What to do :: Starting at the line that contains "task: segment the front door window" and ending at the end of the records, lay out each line as one string in a JSON list, omitting blank lines and leaving the pictures out.

Data entries ::
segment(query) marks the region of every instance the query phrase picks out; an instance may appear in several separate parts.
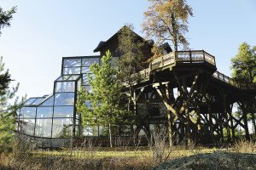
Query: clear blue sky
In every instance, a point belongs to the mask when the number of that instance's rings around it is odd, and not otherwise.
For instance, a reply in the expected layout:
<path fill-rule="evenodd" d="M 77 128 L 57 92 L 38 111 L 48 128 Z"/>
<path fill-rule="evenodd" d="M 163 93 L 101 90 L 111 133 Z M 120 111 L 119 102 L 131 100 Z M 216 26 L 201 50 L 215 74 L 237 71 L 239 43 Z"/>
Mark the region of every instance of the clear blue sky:
<path fill-rule="evenodd" d="M 230 58 L 242 42 L 256 45 L 255 0 L 189 0 L 194 17 L 186 34 L 191 49 L 216 57 L 219 71 L 230 76 Z M 17 6 L 11 27 L 0 37 L 0 56 L 20 95 L 50 94 L 61 75 L 61 57 L 90 55 L 125 23 L 141 33 L 146 0 L 1 0 L 9 9 Z"/>

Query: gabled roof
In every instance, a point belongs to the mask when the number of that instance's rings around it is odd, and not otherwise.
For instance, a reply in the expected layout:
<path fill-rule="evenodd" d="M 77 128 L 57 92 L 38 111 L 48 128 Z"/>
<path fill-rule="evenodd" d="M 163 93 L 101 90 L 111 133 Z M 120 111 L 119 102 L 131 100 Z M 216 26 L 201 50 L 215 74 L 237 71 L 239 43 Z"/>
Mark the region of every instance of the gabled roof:
<path fill-rule="evenodd" d="M 113 34 L 108 40 L 107 40 L 106 42 L 104 41 L 101 41 L 98 44 L 98 46 L 93 50 L 93 52 L 99 52 L 101 51 L 101 49 L 102 48 L 105 47 L 105 45 L 107 45 L 111 40 L 116 38 L 118 37 L 118 35 L 120 33 L 120 31 L 122 31 L 122 30 L 124 29 L 130 29 L 127 26 L 123 26 L 121 29 L 119 29 L 115 34 Z M 137 34 L 135 31 L 131 31 L 135 35 L 137 35 L 140 39 L 143 39 L 141 36 L 139 36 L 138 34 Z"/>

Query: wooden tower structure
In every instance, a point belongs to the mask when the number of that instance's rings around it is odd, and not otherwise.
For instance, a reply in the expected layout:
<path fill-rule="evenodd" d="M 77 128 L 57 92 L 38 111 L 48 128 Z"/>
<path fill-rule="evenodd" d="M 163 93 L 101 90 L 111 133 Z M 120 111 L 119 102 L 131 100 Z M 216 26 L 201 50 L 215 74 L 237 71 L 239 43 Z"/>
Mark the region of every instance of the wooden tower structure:
<path fill-rule="evenodd" d="M 231 141 L 240 126 L 250 139 L 247 115 L 255 113 L 255 84 L 239 83 L 217 71 L 208 53 L 172 52 L 137 75 L 141 80 L 134 84 L 132 99 L 138 131 L 149 134 L 149 124 L 163 124 L 171 144 L 205 144 Z M 232 112 L 236 103 L 242 111 L 239 116 Z M 160 114 L 161 110 L 166 113 Z"/>

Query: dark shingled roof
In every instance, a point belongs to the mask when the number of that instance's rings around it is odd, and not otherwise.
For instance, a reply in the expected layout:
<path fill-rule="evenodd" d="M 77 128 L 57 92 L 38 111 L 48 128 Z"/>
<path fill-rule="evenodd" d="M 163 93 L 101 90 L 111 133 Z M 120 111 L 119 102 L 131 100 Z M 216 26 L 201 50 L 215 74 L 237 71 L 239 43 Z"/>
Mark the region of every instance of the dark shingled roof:
<path fill-rule="evenodd" d="M 121 29 L 119 29 L 115 34 L 113 34 L 108 40 L 106 42 L 101 41 L 98 46 L 93 50 L 93 52 L 99 52 L 106 44 L 108 44 L 108 42 L 110 42 L 112 39 L 115 38 L 118 34 L 125 28 L 128 28 L 127 26 L 123 26 Z M 133 31 L 134 32 L 134 31 Z M 141 36 L 134 32 L 138 37 L 143 39 Z"/>

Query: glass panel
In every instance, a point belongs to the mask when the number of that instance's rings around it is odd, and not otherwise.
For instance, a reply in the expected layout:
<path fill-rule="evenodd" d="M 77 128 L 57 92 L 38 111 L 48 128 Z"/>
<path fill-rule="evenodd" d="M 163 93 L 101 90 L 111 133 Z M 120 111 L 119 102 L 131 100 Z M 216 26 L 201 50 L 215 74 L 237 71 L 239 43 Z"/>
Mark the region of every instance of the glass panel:
<path fill-rule="evenodd" d="M 63 67 L 81 66 L 81 59 L 65 59 Z"/>
<path fill-rule="evenodd" d="M 84 86 L 85 90 L 88 91 L 89 93 L 91 93 L 91 88 L 90 86 Z"/>
<path fill-rule="evenodd" d="M 74 94 L 73 93 L 61 93 L 55 94 L 55 105 L 73 105 Z"/>
<path fill-rule="evenodd" d="M 90 67 L 82 67 L 82 73 L 83 74 L 91 73 L 91 71 L 90 70 Z"/>
<path fill-rule="evenodd" d="M 87 74 L 83 74 L 83 85 L 90 85 L 90 84 L 89 84 L 88 76 L 91 76 L 92 79 L 94 79 L 94 77 L 95 77 L 95 75 L 94 75 L 94 74 L 89 74 L 89 75 L 87 75 Z"/>
<path fill-rule="evenodd" d="M 82 86 L 82 78 L 78 81 L 77 90 L 79 90 Z"/>
<path fill-rule="evenodd" d="M 38 105 L 45 98 L 38 98 L 33 103 L 32 103 L 32 105 Z"/>
<path fill-rule="evenodd" d="M 90 66 L 94 63 L 99 63 L 99 58 L 82 59 L 82 66 Z"/>
<path fill-rule="evenodd" d="M 77 80 L 80 75 L 71 76 L 68 80 Z"/>
<path fill-rule="evenodd" d="M 75 82 L 56 82 L 55 92 L 74 92 Z"/>
<path fill-rule="evenodd" d="M 23 107 L 20 110 L 20 117 L 34 118 L 36 117 L 36 107 Z"/>
<path fill-rule="evenodd" d="M 50 138 L 51 123 L 52 119 L 37 119 L 35 136 Z"/>
<path fill-rule="evenodd" d="M 88 109 L 92 109 L 92 106 L 90 105 L 90 103 L 89 100 L 85 100 L 85 105 L 88 107 Z"/>
<path fill-rule="evenodd" d="M 69 78 L 70 76 L 61 76 L 57 81 L 65 81 L 65 80 L 67 80 Z"/>
<path fill-rule="evenodd" d="M 72 136 L 73 119 L 54 119 L 53 120 L 53 138 L 66 138 Z"/>
<path fill-rule="evenodd" d="M 34 135 L 35 119 L 20 119 L 20 133 Z"/>
<path fill-rule="evenodd" d="M 27 99 L 26 102 L 25 102 L 25 105 L 31 105 L 32 103 L 33 103 L 33 101 L 35 101 L 37 99 L 36 98 L 31 98 L 29 99 Z"/>
<path fill-rule="evenodd" d="M 58 106 L 54 110 L 54 117 L 73 117 L 73 106 Z"/>
<path fill-rule="evenodd" d="M 42 103 L 40 105 L 53 105 L 53 99 L 54 99 L 53 97 L 54 96 L 52 95 L 48 99 L 44 101 L 44 103 Z"/>
<path fill-rule="evenodd" d="M 97 126 L 95 127 L 85 127 L 83 129 L 83 135 L 84 136 L 98 136 L 98 129 Z"/>
<path fill-rule="evenodd" d="M 38 107 L 37 118 L 52 117 L 53 107 Z"/>
<path fill-rule="evenodd" d="M 63 75 L 80 74 L 80 67 L 70 67 L 63 69 Z"/>

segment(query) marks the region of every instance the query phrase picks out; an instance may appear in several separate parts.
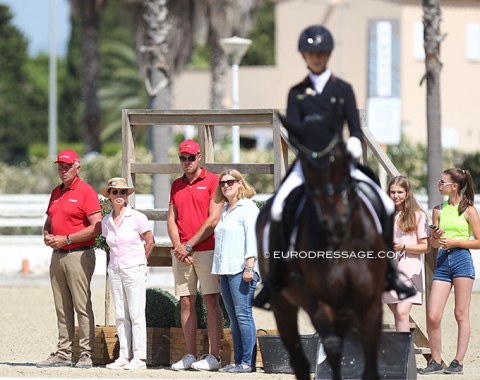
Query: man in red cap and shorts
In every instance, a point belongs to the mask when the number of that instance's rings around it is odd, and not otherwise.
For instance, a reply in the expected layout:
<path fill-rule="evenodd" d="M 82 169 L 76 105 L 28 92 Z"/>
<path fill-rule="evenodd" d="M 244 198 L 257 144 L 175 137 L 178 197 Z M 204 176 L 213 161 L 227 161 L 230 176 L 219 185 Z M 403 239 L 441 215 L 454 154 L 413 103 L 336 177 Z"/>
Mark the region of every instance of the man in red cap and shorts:
<path fill-rule="evenodd" d="M 219 304 L 220 283 L 212 275 L 215 240 L 213 230 L 220 219 L 222 203 L 215 203 L 218 176 L 200 166 L 202 153 L 194 140 L 180 144 L 178 157 L 183 176 L 176 179 L 170 191 L 167 228 L 173 244 L 172 262 L 175 294 L 180 296 L 180 310 L 187 353 L 175 371 L 194 369 L 218 371 L 222 317 Z M 210 354 L 196 358 L 197 316 L 195 297 L 197 282 L 207 307 Z"/>
<path fill-rule="evenodd" d="M 73 150 L 55 161 L 62 183 L 50 195 L 43 241 L 53 249 L 50 282 L 57 313 L 56 352 L 37 367 L 71 367 L 78 319 L 80 358 L 77 368 L 92 367 L 95 341 L 90 281 L 95 270 L 95 236 L 101 232 L 102 213 L 96 191 L 78 176 L 80 159 Z"/>

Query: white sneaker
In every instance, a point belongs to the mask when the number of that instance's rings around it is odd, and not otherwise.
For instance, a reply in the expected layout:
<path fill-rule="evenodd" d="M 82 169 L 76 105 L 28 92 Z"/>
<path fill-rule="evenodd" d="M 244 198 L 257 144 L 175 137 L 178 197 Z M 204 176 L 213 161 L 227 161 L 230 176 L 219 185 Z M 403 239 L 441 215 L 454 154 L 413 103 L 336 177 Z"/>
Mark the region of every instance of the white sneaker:
<path fill-rule="evenodd" d="M 147 363 L 145 360 L 139 358 L 133 358 L 130 363 L 125 366 L 125 369 L 136 370 L 136 369 L 147 369 Z"/>
<path fill-rule="evenodd" d="M 118 358 L 113 363 L 107 364 L 105 367 L 108 369 L 124 369 L 127 364 L 127 358 Z"/>
<path fill-rule="evenodd" d="M 183 358 L 181 358 L 178 362 L 173 363 L 170 369 L 174 371 L 183 371 L 186 369 L 190 369 L 192 364 L 197 361 L 197 358 L 192 354 L 187 354 Z"/>
<path fill-rule="evenodd" d="M 192 364 L 192 369 L 197 371 L 218 371 L 220 360 L 212 354 L 203 355 L 199 361 Z"/>

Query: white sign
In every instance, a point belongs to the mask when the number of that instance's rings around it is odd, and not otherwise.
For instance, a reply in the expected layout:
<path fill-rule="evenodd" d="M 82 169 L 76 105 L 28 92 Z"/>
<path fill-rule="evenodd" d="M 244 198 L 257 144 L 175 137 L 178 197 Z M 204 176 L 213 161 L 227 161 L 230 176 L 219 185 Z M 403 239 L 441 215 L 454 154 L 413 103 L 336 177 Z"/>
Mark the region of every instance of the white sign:
<path fill-rule="evenodd" d="M 402 137 L 400 98 L 369 98 L 367 126 L 380 144 L 400 144 Z"/>

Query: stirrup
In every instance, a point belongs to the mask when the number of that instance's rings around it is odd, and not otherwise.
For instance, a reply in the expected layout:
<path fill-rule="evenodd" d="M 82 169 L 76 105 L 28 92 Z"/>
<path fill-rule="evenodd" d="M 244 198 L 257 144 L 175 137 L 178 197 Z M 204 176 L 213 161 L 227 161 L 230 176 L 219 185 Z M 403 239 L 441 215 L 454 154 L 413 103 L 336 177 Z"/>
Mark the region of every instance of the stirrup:
<path fill-rule="evenodd" d="M 252 306 L 270 311 L 272 310 L 271 297 L 272 293 L 270 288 L 264 284 L 260 292 L 253 299 Z"/>

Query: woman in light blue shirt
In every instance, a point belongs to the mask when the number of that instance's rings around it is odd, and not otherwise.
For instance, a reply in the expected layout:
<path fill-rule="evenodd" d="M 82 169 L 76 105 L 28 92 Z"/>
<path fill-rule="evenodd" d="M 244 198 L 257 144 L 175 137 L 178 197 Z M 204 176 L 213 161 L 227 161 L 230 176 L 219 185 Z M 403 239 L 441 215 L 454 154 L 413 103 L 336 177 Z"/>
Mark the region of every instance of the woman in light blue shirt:
<path fill-rule="evenodd" d="M 255 190 L 233 169 L 220 174 L 215 201 L 225 201 L 215 227 L 212 274 L 220 275 L 223 302 L 230 319 L 234 361 L 220 372 L 255 370 L 257 334 L 252 301 L 259 280 L 255 223 L 259 209 L 249 198 Z"/>

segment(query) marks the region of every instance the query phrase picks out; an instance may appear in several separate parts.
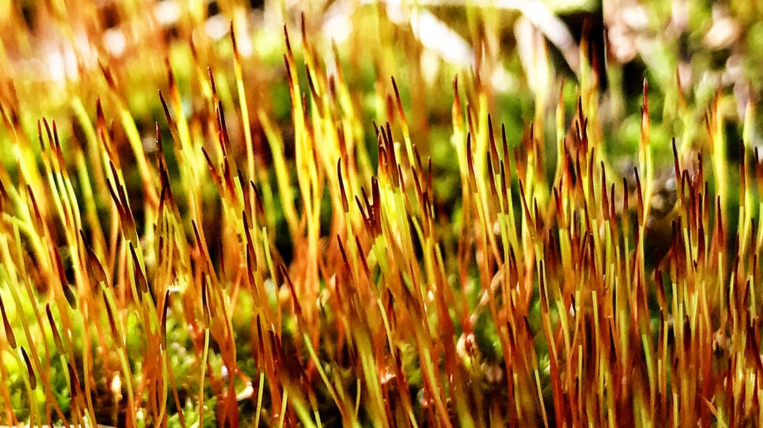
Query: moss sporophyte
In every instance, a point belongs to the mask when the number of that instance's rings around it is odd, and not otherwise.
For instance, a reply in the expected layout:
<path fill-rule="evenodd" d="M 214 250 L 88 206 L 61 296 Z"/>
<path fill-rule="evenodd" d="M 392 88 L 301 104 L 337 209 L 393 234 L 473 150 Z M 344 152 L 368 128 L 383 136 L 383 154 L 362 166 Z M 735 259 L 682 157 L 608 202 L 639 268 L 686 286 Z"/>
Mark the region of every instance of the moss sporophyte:
<path fill-rule="evenodd" d="M 763 423 L 754 97 L 546 2 L 260 3 L 0 5 L 0 423 Z"/>

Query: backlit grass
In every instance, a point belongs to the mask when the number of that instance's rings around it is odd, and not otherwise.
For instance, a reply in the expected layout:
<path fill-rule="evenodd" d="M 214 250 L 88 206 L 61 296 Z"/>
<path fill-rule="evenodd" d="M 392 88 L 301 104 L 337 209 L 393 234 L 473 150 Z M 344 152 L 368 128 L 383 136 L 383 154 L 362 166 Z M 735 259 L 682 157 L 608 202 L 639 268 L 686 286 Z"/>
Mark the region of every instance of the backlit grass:
<path fill-rule="evenodd" d="M 309 5 L 254 30 L 237 2 L 172 28 L 155 3 L 114 6 L 121 53 L 0 86 L 4 423 L 763 423 L 752 101 L 736 140 L 720 85 L 644 79 L 636 144 L 613 147 L 586 37 L 555 46 L 563 78 L 518 24 L 507 96 L 491 7 L 466 8 L 475 62 L 437 85 L 383 5 L 337 44 Z M 8 8 L 10 61 L 37 40 Z M 89 3 L 34 10 L 66 43 L 110 30 Z"/>

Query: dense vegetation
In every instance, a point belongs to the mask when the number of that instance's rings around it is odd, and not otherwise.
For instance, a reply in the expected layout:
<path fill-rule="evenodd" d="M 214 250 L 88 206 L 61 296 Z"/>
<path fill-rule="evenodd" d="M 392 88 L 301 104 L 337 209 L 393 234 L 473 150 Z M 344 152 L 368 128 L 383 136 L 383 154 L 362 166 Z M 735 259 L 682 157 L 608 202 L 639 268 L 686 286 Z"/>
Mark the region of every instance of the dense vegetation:
<path fill-rule="evenodd" d="M 763 423 L 763 11 L 255 3 L 0 5 L 0 421 Z"/>

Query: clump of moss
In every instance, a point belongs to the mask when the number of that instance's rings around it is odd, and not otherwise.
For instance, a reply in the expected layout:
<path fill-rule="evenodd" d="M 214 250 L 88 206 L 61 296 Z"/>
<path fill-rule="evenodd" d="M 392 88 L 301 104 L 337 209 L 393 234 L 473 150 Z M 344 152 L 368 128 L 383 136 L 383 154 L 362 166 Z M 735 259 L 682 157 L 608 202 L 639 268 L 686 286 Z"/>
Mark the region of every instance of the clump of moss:
<path fill-rule="evenodd" d="M 557 83 L 526 11 L 512 12 L 532 48 L 514 58 L 530 76 L 523 125 L 497 107 L 489 8 L 468 10 L 484 55 L 430 99 L 427 9 L 402 11 L 407 27 L 392 10 L 350 14 L 382 42 L 367 81 L 358 41 L 320 53 L 309 15 L 253 37 L 236 2 L 159 30 L 128 6 L 107 14 L 119 27 L 67 5 L 36 11 L 69 18 L 69 43 L 168 40 L 93 43 L 92 68 L 77 52 L 57 87 L 14 76 L 0 91 L 14 158 L 0 168 L 4 423 L 763 420 L 763 155 L 729 141 L 721 91 L 692 107 L 677 84 L 671 117 L 705 118 L 677 142 L 652 125 L 645 80 L 623 171 L 600 94 L 610 76 L 584 37 L 575 82 Z M 39 35 L 8 22 L 0 53 L 23 53 Z M 257 44 L 274 31 L 278 65 Z M 398 86 L 385 72 L 408 53 L 422 61 Z M 437 64 L 434 80 L 450 70 Z"/>

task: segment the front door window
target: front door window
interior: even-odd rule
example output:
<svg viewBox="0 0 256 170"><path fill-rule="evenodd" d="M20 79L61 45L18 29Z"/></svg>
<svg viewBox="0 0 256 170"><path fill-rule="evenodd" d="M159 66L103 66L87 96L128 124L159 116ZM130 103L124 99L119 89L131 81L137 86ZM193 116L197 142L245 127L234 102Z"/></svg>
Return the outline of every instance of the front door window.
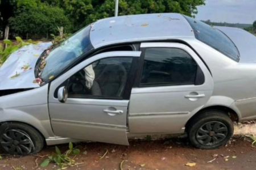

Response to the exercise ::
[
  "task: segment the front door window",
  "target: front door window",
  "interior: even-odd rule",
  "example output:",
  "<svg viewBox=\"0 0 256 170\"><path fill-rule=\"evenodd\" d=\"M20 79L61 45L18 29Z\"/></svg>",
  "<svg viewBox=\"0 0 256 170\"><path fill-rule=\"evenodd\" d=\"M159 66L103 66L87 96L128 124L159 116ZM130 103L124 99L119 89L131 81L137 86ZM193 116L197 142L245 127L234 102Z\"/></svg>",
  "Return the outline of every instance of the front door window."
]